→ **Prompt**
In the team page below, please translate this sentence into Spanish: "He received a B.A. from Johns Hopkins University and a Ph.D. from the California Institute of Technology."

→ **Text passage**
((
Our Team
David Furman, Ph.D.
Dr. David Furman is the Director of the Stanford 1000 Immunomes Project, Chief of the Center for AI and Data Science of Aging at the Buck Institute for Research on Aging, and a Adjunct Investigator for The National Scientific and Research Council, Austral University, Buenos Aires, Argentina. Dr. Furman received his Ph.D. (summa cum laude) from University of Buenos Aires, Argentina, for his work on the identification of factors produced by tumors that enable cancer cells to escape immune attack. During his postdoctoral training at the Stanford School of Medicine, Dr. Furman focused on the application of advanced analytics to study the aging of the immune system in humans and decipher how cumulative inflammatory responses associated with aging lead to an accelerated cardiovascular aging. Dr. Furman has published dozens of scientific articles in top-tier journals such as Cell, Nature Medicine, PNAS, The Lancet, and others.
Mark M. Davis, Ph.D.
Dr. Mark M. Davis is the Director of the Stanford Institute for Immunology, Transplantation and Infection (ITI), a Professor of Microbiology and Immunology, and a Howard Hughes Medical Institute Investigator. He received a B.A. from Johns Hopkins University and a Ph.D. from the California Institute of Technology. He was a postdoctoral fellow and staff fellow at the Laboratory of Immunology at NIH and later became a faculty member in the Department of Microbiology and Immunology at Stanford University School of Medicine, where he remains today.
Dr. Davis was the first to identify the T-cell receptor genes, which are responsible for T lymphocytes ability to "see" foreign entities. His current research focused on understanding the human immune system, from developing broad systems biology approaches to inventing new methods to help unravel the complexities of T cell responses to cancer, autoimmunity and infectious diseases.
Cornelia L. Dekker, M.D.
))
→ **Extracted entries**
((
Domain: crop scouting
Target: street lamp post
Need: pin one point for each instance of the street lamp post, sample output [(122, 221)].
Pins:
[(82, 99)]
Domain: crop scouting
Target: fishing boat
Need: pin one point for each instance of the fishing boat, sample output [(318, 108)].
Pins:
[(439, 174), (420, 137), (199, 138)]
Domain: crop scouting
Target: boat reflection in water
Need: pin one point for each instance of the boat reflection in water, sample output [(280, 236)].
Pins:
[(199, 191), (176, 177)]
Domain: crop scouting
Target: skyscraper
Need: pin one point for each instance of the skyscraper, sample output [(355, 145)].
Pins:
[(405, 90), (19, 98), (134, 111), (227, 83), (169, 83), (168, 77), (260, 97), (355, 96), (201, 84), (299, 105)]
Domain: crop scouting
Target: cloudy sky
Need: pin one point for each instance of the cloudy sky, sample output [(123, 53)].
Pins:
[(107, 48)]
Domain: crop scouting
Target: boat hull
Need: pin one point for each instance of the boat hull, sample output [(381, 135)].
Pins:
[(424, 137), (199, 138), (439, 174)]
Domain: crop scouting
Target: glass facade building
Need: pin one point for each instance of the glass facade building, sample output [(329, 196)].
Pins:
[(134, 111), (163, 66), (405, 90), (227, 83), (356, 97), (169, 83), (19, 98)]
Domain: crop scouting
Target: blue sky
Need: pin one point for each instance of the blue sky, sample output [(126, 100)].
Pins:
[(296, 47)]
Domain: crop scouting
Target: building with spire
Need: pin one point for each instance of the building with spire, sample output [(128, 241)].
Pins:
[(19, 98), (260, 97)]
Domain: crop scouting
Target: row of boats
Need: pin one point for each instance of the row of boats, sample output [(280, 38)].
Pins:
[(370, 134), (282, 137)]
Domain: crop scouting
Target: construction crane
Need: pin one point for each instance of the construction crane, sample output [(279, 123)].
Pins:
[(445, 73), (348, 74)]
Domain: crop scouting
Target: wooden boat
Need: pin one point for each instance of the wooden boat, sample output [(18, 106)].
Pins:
))
→ **Answer box**
Obtuvo un B.A. de la Universidad Johns Hopkins y un Ph.D. del Instituto de Tecnología de California.